> WORK ORDER:
Can you write what comes next in the passage below on family health history, picking up right after its final sentence?

> SOURCE PASSAGE:
# # # # # # #
A careful family health history may provide insight into the risk of inheriting specific diseases, shared environmental factors, and individual health concerns.
People can't change their genes, but knowing a family's health history can help people take action to reduce higher disease risks that could be related to genes. For instance, they might seek health advice and have preventive screening earlier for the diseases identified such as diabetes, heart disease or cancer.
"Having a conversation about your family health history may help ensure a longer, healthier future together," said Acting U.S. Surgeon General Steven K. Galson, M.D., M.P.H. "By sharing information, loved ones can help each other learn about diseases for which they may be at risk, and take steps which may reduce their vulnerability to them. ''
Results of these important holiday conversations should be put down in writing so that they can be saved and even shared with doctors.
"Creating a health record will make it easier for every family member to preserve his or her health," Dr. Galson said.
# # # # # # #
> SUPPLIED RECORDS:

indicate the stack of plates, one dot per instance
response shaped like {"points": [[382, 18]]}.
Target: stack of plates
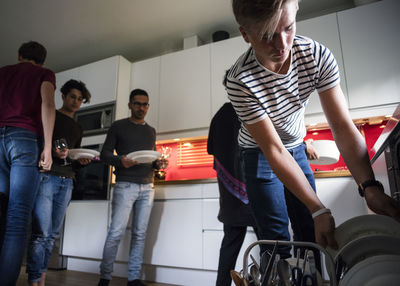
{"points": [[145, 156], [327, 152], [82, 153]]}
# # # # # # #
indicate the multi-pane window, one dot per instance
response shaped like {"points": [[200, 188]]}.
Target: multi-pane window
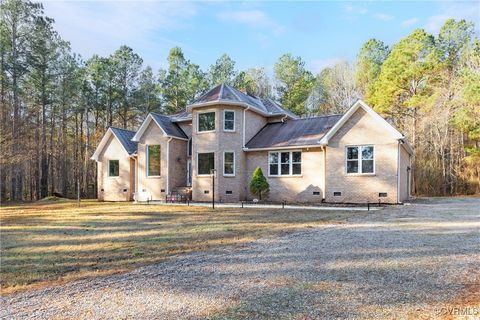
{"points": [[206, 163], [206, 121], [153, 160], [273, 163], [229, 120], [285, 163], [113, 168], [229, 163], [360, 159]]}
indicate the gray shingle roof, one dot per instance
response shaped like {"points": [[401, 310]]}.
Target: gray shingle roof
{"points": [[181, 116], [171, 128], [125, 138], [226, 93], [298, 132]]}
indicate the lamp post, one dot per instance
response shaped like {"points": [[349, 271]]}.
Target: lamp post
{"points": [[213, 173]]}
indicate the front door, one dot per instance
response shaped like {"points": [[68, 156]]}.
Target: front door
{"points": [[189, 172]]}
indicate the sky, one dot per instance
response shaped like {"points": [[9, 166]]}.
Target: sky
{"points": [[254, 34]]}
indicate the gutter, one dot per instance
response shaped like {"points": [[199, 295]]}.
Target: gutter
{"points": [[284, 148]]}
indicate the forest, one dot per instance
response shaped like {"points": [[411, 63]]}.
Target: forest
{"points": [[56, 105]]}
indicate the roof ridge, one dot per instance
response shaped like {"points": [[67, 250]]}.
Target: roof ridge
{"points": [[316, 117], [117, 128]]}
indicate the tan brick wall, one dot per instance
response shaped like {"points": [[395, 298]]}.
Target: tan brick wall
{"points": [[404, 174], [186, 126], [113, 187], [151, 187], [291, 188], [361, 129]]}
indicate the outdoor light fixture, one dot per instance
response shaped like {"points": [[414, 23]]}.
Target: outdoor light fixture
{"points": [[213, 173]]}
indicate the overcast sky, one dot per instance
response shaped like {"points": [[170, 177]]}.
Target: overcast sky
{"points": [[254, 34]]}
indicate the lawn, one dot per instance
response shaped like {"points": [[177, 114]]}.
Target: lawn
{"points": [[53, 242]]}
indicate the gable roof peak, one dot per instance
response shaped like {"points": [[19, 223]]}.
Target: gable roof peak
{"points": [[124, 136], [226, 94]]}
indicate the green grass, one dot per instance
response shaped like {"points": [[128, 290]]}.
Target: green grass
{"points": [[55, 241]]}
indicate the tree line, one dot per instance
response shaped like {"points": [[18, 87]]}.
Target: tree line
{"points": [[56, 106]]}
# # # # # # #
> REPLY TO THE TASK:
A health history also can encourage changes in behavior that affect personal health, such as smoking, inactivity, and poor eating habits. People with a family health history of some chronic diseases and cancer may have the most to gain from making lifestyle changes. Surveys indicate more than 90 percent of Americans believe that knowing their family health history is important. But they also show that only about one third of Americans have ever tried to gather and write down their family's health history.
That's why the U.S. Surgeon General has created the Family History Initiative. Information about family history can be accessed for free through the Surgeon General's Web site at surgeongeneral.gov/familyhistory.